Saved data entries
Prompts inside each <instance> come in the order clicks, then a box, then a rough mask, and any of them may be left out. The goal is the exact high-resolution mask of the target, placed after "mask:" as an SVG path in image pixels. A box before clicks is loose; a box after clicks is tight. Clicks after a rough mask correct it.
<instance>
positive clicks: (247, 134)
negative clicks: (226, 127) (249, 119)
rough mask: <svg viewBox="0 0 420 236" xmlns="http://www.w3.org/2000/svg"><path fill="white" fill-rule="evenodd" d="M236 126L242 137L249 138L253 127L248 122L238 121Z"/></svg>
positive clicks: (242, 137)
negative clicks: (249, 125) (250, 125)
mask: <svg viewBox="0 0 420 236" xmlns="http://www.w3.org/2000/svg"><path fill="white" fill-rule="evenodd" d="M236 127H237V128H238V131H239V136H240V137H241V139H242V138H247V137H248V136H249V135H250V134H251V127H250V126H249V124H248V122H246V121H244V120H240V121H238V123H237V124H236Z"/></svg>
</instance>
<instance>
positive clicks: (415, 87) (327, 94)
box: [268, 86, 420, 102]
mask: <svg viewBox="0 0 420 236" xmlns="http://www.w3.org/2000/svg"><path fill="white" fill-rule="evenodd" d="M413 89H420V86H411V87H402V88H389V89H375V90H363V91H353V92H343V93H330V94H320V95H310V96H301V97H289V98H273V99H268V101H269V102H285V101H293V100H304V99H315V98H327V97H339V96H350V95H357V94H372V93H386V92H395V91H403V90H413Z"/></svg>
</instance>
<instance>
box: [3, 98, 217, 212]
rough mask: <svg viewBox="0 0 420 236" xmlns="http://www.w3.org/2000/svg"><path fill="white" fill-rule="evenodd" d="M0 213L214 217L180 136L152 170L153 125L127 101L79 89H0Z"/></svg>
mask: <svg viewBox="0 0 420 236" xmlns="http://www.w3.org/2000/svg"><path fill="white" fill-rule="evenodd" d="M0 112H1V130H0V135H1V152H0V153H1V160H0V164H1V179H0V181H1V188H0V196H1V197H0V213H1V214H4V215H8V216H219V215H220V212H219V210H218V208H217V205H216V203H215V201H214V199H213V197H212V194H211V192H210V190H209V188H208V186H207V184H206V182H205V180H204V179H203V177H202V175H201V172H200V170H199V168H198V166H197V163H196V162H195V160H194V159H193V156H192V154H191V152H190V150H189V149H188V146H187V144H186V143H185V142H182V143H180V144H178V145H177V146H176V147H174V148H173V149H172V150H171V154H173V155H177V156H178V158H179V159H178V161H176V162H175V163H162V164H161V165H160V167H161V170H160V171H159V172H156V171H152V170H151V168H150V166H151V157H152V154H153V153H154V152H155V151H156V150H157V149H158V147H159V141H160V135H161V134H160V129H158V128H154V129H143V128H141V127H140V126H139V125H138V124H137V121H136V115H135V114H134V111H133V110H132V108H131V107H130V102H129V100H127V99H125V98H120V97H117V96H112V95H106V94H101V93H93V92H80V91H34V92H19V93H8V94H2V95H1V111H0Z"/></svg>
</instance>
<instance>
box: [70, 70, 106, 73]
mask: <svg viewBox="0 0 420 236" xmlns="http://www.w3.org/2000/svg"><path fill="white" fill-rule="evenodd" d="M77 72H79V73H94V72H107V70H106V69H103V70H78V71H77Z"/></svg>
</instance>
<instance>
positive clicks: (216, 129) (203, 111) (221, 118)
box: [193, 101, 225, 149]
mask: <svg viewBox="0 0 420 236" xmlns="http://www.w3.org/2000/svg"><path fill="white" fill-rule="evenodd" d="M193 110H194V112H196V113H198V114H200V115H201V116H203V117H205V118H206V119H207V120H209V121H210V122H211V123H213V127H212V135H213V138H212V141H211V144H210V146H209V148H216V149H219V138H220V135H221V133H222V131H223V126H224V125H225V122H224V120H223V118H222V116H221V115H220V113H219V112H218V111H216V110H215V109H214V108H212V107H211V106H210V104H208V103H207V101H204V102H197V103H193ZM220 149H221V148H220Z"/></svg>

#### [Task objective]
Line by line, output the data precisely as shown above.

#### [Answer section]
Prompts inside each <instance> come in the order clicks, then a box, then a rough mask, and any of them may be left out. The goal is the exact high-resolution mask of the target, placed after "mask:" as an SVG path in image pixels. A box before clicks is loose; a box after clicks is tight. Clicks after a rough mask correct it.
<instance>
positive clicks: (247, 134)
negative clicks: (226, 127) (249, 119)
rough mask: <svg viewBox="0 0 420 236" xmlns="http://www.w3.org/2000/svg"><path fill="white" fill-rule="evenodd" d="M236 126L242 137L249 138L253 127L248 122L238 121Z"/></svg>
positive clicks: (242, 137)
negative clicks: (249, 125) (250, 125)
mask: <svg viewBox="0 0 420 236" xmlns="http://www.w3.org/2000/svg"><path fill="white" fill-rule="evenodd" d="M236 127H237V128H238V131H239V136H240V137H241V139H242V138H247V137H248V136H249V135H250V134H251V127H250V126H249V124H248V122H246V121H244V120H240V121H238V123H237V124H236Z"/></svg>
</instance>
<instance>
positive clicks: (415, 87) (327, 94)
box: [268, 86, 420, 102]
mask: <svg viewBox="0 0 420 236" xmlns="http://www.w3.org/2000/svg"><path fill="white" fill-rule="evenodd" d="M413 89H420V86H411V87H402V88H389V89H375V90H363V91H353V92H343V93H330V94H320V95H310V96H301V97H289V98H273V99H268V101H269V102H285V101H293V100H304V99H315V98H327V97H339V96H350V95H357V94H372V93H386V92H395V91H403V90H413Z"/></svg>
</instance>
<instance>
box: [3, 98, 217, 212]
rough mask: <svg viewBox="0 0 420 236" xmlns="http://www.w3.org/2000/svg"><path fill="white" fill-rule="evenodd" d="M0 213L214 217L180 136L152 170L153 125L127 101L79 89H0Z"/></svg>
mask: <svg viewBox="0 0 420 236" xmlns="http://www.w3.org/2000/svg"><path fill="white" fill-rule="evenodd" d="M0 112H1V130H0V135H1V152H0V153H1V160H0V164H1V179H0V181H1V188H0V196H1V197H0V213H1V214H4V215H8V216H219V215H220V212H219V210H218V208H217V205H216V203H215V201H214V199H213V197H212V194H211V192H210V190H209V188H208V186H207V184H206V182H205V180H204V179H203V177H202V175H201V172H200V170H199V168H198V166H197V163H196V162H195V160H194V159H193V156H192V154H191V152H190V150H189V149H188V146H187V144H186V143H185V142H182V143H180V144H178V145H177V146H176V147H174V148H173V149H172V150H171V154H173V155H177V156H178V158H179V159H178V161H176V162H175V163H162V164H161V165H160V167H161V170H160V171H159V172H156V171H152V170H151V168H150V166H151V157H152V154H153V153H154V152H155V151H156V150H157V149H158V147H159V141H160V135H161V134H160V129H158V128H154V129H143V128H141V127H140V126H139V125H138V124H137V121H136V115H135V114H134V111H133V110H132V108H131V107H130V102H129V100H127V99H125V98H120V97H117V96H112V95H106V94H101V93H93V92H80V91H34V92H19V93H8V94H2V95H1V111H0Z"/></svg>
</instance>
<instance>
box: [70, 70, 106, 73]
mask: <svg viewBox="0 0 420 236" xmlns="http://www.w3.org/2000/svg"><path fill="white" fill-rule="evenodd" d="M77 72H79V73H94V72H107V70H106V69H103V70H78V71H77Z"/></svg>
</instance>
<instance>
positive clicks: (216, 129) (203, 111) (221, 118)
box: [193, 101, 225, 149]
mask: <svg viewBox="0 0 420 236" xmlns="http://www.w3.org/2000/svg"><path fill="white" fill-rule="evenodd" d="M193 110H194V112H196V113H198V114H200V115H201V116H203V117H205V118H206V119H207V120H209V121H210V122H211V123H213V127H212V135H213V138H212V141H211V144H210V146H209V148H216V149H219V138H220V135H221V133H222V131H223V126H224V125H225V122H224V120H223V118H222V116H221V115H220V113H219V112H218V111H216V110H215V109H214V108H212V107H211V106H210V104H208V103H207V101H204V102H197V103H193ZM220 149H221V148H220Z"/></svg>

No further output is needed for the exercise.